So I'll prepare a v8 with this patch here split into two.

But this is it. I don't see another chunk in this patch set that could be 
split further down in an useful way.

Best regards,
Christian Schoenebeck
Greg Kurz July 28, 2020, 8:46 a.m. UTC | #2
On Tue, 28 Jul 2020 10:33:42 +0200
Christian Schoenebeck <qemu_oss@crudebyte.com> wrote:

> On Sonntag, 19. Juli 2020 14:29:13 CEST Christian Schoenebeck wrote:
> > The newly added function v9fs_co_readdir_many() retrieves multiple
> > directory entries with a single fs driver request. It is intended to
> > replace uses of v9fs_co_readdir(), the latter only retrives a single
> > directory entry per fs driver request instead.
> > 
> > The reason for this planned replacement is that for every fs driver
> > request the coroutine is dispatched from main I/O thread to a
> > background I/O thread and eventually dispatched back to main I/O
> > thread. Hopping between threads adds latency. So if a 9pfs Treaddir
> > request reads a large amount of directory entries, this currently
> > sums up to huge latencies of several hundred ms or even more. So
> > using v9fs_co_readdir_many() instead of v9fs_co_readdir() will
> > provide significant performance improvements.
> > 
> > Signed-off-by: Christian Schoenebeck <qemu_oss@crudebyte.com>
> > ---
> >  hw/9pfs/9p.h    |  22 ++++++
> >  hw/9pfs/codir.c | 196 +++++++++++++++++++++++++++++++++++++++++++++---
> >  hw/9pfs/coth.h  |   3 +
> >  3 files changed, 210 insertions(+), 11 deletions(-)

__Data shown__.
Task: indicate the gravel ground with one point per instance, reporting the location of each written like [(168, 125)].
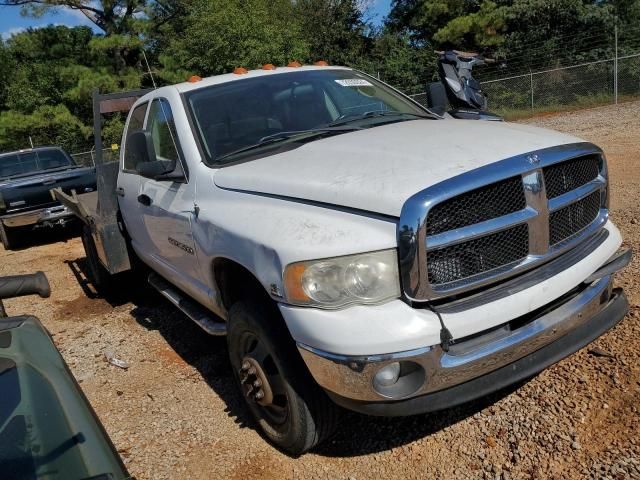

__What is asked__.
- A) Answer these from the 9pfs patch discussion:
(i) Which version does Christian Schoenebeck say he will prepare with the patch split into two?
(ii) Which existing function is v9fs_co_readdir_many() meant to replace?
(iii) How many files does the patch change, and how many insertions and deletions does it report?
- B) Carry on the 9pfs patch discussion from its last line.

__Set of answers__.
- A)
(i) A v8.
(ii) v9fs_co_readdir().
(iii) 3 files, with 210 insertions and 11 deletions.

- B)
> > 
> > diff --git a/hw/9pfs/9p.h b/hw/9pfs/9p.h
> > index 561774e843..93b7030edf 100644
> > --- a/hw/9pfs/9p.h
> > +++ b/hw/9pfs/9p.h
> > @@ -215,6 +215,28 @@ static inline void v9fs_readdir_init(V9fsDir *dir)
> >      qemu_co_mutex_init(&dir->readdir_mutex);
> >  }
> > 
> > +/**
> > + * Type for 9p fs drivers' (a.k.a. 9p backends) result of readdir requests,
> > + * which is a chained list of directory entries.
> > + */
> > +typedef struct V9fsDirEnt {
> > +    /* mandatory (must not be NULL) information for all readdir requests */
> > +    struct dirent *dent;
> > +    /*
> > +     * optional (may be NULL): A full stat of each directory entry is just
> > +     * done if explicitly told to fs driver.
> > +     */
> > +    struct stat *st;
> > +    /*
> > +     * instead of an array, directory entries are always returned as
> > +     * chained list, that's because the amount of entries retrieved by fs
> > +     * drivers is dependent on the individual entries' name (since response
> > +     * messages are size limited), so the final amount cannot be estimated
> > +     * before hand
> > +     */
> > +    struct V9fsDirEnt *next;
> > +} V9fsDirEnt;
> > +
> >  /*
> >   * Filled by fs driver on open and other
> >   * calls.
> > diff --git a/hw/9pfs/codir.c b/hw/9pfs/codir.c
> > index 73f9a751e1..07da5d8d70 100644
> > --- a/hw/9pfs/codir.c
> > +++ b/hw/9pfs/codir.c
> > @@ -18,28 +18,202 @@
> >  #include "qemu/main-loop.h"
> >  #include "coth.h"
> > 
> > +/*
> > + * This is solely executed on a background IO thread.
> > + */
> > +static int do_readdir(V9fsPDU *pdu, V9fsFidState *fidp, struct dirent
> > **dent) +{
> > +    int err = 0;
> > +    V9fsState *s = pdu->s;
> > +    struct dirent *entry;
> > +
> > +    errno = 0;
> > +    entry = s->ops->readdir(&s->ctx, &fidp->fs);
> > +    if (!entry && errno) {
> > +        *dent = NULL;
> > +        err = -errno;
> > +    } else {
> > +        *dent = entry;
> > +    }
> > +    return err;
> > +}
> > +
> > +/*
> > + * TODO: This will be removed for performance reasons.
> > + * Use v9fs_co_readdir_many() instead.
> > + */
> >  int coroutine_fn v9fs_co_readdir(V9fsPDU *pdu, V9fsFidState *fidp,
> >                                   struct dirent **dent)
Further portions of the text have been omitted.